Excerpts of location labeling data:
****************************************
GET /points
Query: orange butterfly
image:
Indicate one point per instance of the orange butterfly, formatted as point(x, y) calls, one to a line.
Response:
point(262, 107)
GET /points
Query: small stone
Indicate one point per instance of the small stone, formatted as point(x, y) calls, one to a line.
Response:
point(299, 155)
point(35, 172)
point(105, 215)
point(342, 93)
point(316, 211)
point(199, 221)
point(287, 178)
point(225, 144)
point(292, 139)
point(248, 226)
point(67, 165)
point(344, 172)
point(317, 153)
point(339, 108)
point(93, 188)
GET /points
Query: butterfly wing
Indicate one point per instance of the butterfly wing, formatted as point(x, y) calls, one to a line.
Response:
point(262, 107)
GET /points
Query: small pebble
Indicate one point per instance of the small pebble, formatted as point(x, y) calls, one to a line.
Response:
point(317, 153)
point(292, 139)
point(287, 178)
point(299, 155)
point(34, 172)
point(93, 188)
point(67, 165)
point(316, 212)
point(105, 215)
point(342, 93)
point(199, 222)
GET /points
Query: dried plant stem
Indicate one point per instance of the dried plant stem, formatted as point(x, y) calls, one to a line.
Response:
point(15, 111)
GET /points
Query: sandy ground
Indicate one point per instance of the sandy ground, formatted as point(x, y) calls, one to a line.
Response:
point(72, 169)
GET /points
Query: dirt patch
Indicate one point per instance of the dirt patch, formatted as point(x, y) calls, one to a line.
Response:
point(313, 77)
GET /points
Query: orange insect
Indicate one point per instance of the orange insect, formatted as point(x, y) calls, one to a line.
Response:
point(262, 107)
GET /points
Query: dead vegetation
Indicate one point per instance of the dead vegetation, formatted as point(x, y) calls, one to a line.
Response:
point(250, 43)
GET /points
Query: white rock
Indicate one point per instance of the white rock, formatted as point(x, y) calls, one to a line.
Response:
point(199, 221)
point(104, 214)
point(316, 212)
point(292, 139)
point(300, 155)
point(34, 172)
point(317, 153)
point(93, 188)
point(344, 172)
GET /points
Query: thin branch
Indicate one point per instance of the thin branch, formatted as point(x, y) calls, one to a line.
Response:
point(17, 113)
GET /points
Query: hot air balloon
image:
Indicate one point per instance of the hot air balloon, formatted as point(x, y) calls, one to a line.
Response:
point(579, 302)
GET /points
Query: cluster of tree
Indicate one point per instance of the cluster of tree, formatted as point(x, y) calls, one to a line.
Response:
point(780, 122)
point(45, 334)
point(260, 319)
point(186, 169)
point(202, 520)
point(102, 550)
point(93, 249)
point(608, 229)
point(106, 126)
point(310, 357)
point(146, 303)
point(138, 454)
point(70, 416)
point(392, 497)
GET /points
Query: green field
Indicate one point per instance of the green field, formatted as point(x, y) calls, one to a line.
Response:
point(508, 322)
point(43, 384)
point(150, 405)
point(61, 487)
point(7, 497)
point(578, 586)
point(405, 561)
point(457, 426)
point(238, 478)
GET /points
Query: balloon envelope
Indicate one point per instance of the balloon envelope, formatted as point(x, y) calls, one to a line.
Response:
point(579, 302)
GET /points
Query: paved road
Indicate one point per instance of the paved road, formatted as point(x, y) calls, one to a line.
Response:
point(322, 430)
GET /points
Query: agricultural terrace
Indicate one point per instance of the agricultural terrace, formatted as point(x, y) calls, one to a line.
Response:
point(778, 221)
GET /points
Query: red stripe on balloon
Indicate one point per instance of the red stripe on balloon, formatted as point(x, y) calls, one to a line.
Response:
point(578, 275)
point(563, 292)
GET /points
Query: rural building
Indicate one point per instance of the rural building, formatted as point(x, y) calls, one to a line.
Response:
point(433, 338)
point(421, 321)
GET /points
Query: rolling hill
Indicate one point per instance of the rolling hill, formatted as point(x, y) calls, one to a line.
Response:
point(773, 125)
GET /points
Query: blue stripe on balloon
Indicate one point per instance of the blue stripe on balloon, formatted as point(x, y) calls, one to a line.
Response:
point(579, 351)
****************************************
GIVEN PROBLEM:
Retype each record exactly, leaving nothing out.

EXERCISE RESULT:
GET /points
Query: orange butterfly
image:
Indicate one point per instance of the orange butterfly, formatted as point(x, y) calls, one to a line.
Response:
point(262, 107)
GET /points
Query: small stone
Indicate one point per instance of the small stone, formatted as point(x, y) calls, one to a line.
Response:
point(299, 155)
point(35, 172)
point(105, 215)
point(342, 93)
point(316, 211)
point(199, 221)
point(287, 178)
point(225, 144)
point(292, 139)
point(248, 226)
point(67, 165)
point(344, 172)
point(317, 153)
point(339, 108)
point(93, 188)
GET /points
Query: butterfly wing
Indicate one point per instance of the butterfly wing, formatted as point(x, y) calls, one to a line.
Response:
point(262, 107)
GET /points
Query: small pebble
Indicate one point per instance of the small pebble, formatted as point(x, y) calls, one to a line.
Response:
point(317, 153)
point(292, 139)
point(287, 178)
point(299, 155)
point(34, 172)
point(93, 188)
point(67, 165)
point(316, 212)
point(105, 215)
point(342, 93)
point(199, 222)
GET /points
Query: dried plant stem
Indicate one point per instance of the dried plant stem, formatted as point(x, y) calls, one to a line.
Response:
point(15, 111)
GET /points
Query: sandy ground
Indicate one point per instance of the sandy ground, formatted as point(x, y) calls, one to a line.
Response:
point(72, 169)
GET /points
Query: dirt patch
Indicate one point per instance of the dirt patch, formatted as point(x, y) calls, one to a line.
Response:
point(313, 77)
GET /points
Query: orange insect
Indicate one point per instance of the orange insect, formatted as point(x, y) calls, one to a line.
Response:
point(262, 107)
GET /points
Query: dead vegetation
Indicate one point per instance of the dead vegetation, formatted as point(x, y) calls, one to a line.
Response:
point(250, 43)
GET /points
Query: white rock
Indicate one point per instance of the white rock, formatted as point(x, y) calls, one to a line.
Response:
point(199, 221)
point(104, 214)
point(316, 212)
point(292, 139)
point(300, 155)
point(34, 172)
point(317, 153)
point(93, 188)
point(344, 172)
GET /points
Query: thin branch
Indicate one point per instance of the thin branch, formatted as point(x, y) calls, one to a line.
Response:
point(17, 113)
GET /points
Query: hot air balloon
image:
Indicate one point per instance of the hot air balloon, formatted as point(x, y) calls, one to a line.
Response:
point(579, 302)
GET /points
Query: cluster of tree
Indicate one point per instance of the cluster of tree, formatted as point(x, y) calls, one to a line.
Response:
point(780, 122)
point(45, 334)
point(260, 319)
point(186, 169)
point(202, 520)
point(102, 550)
point(93, 249)
point(608, 229)
point(106, 126)
point(310, 357)
point(146, 303)
point(138, 454)
point(70, 416)
point(392, 497)
GET /points
Query: green field
Indicate one point per instance of the green field, formatted as point(x, y) calls, one to a line.
Response:
point(508, 322)
point(43, 384)
point(150, 405)
point(61, 487)
point(7, 497)
point(578, 586)
point(405, 561)
point(457, 426)
point(238, 478)
GET /points
Query: balloon envelope
Indicate one point per instance of the balloon envelope, formatted as point(x, y) calls, one to a line.
Response:
point(579, 302)
GET /points
Query: paved road
Indicate one point per instance of the paved road, formatted as point(x, y) calls, one to a line.
Response:
point(322, 430)
GET /points
Query: agricultural terrace
Indicate one point per instance of the agricultural terrace, formatted as point(x, y) calls, one to a line.
Response:
point(778, 221)
GET /points
Query: red stripe on balloon
Indicate one point per instance of the red stripe on balloon, formatted as point(x, y) calls, one to a line.
Response:
point(578, 275)
point(563, 292)
GET /points
Query: rural building
Indicate one point per instance of the rural building, formatted as point(x, y) calls, one to a line.
Response:
point(433, 338)
point(421, 321)
GET /points
Query: rolling hill
Indicate one point per instance of the rolling hill, formatted as point(x, y) calls, one to a line.
Response:
point(773, 125)
GET /points
Query: blue stripe on balloon
Indicate one point per instance of the blue stripe on balloon, formatted as point(x, y) calls, one to a line.
Response:
point(579, 351)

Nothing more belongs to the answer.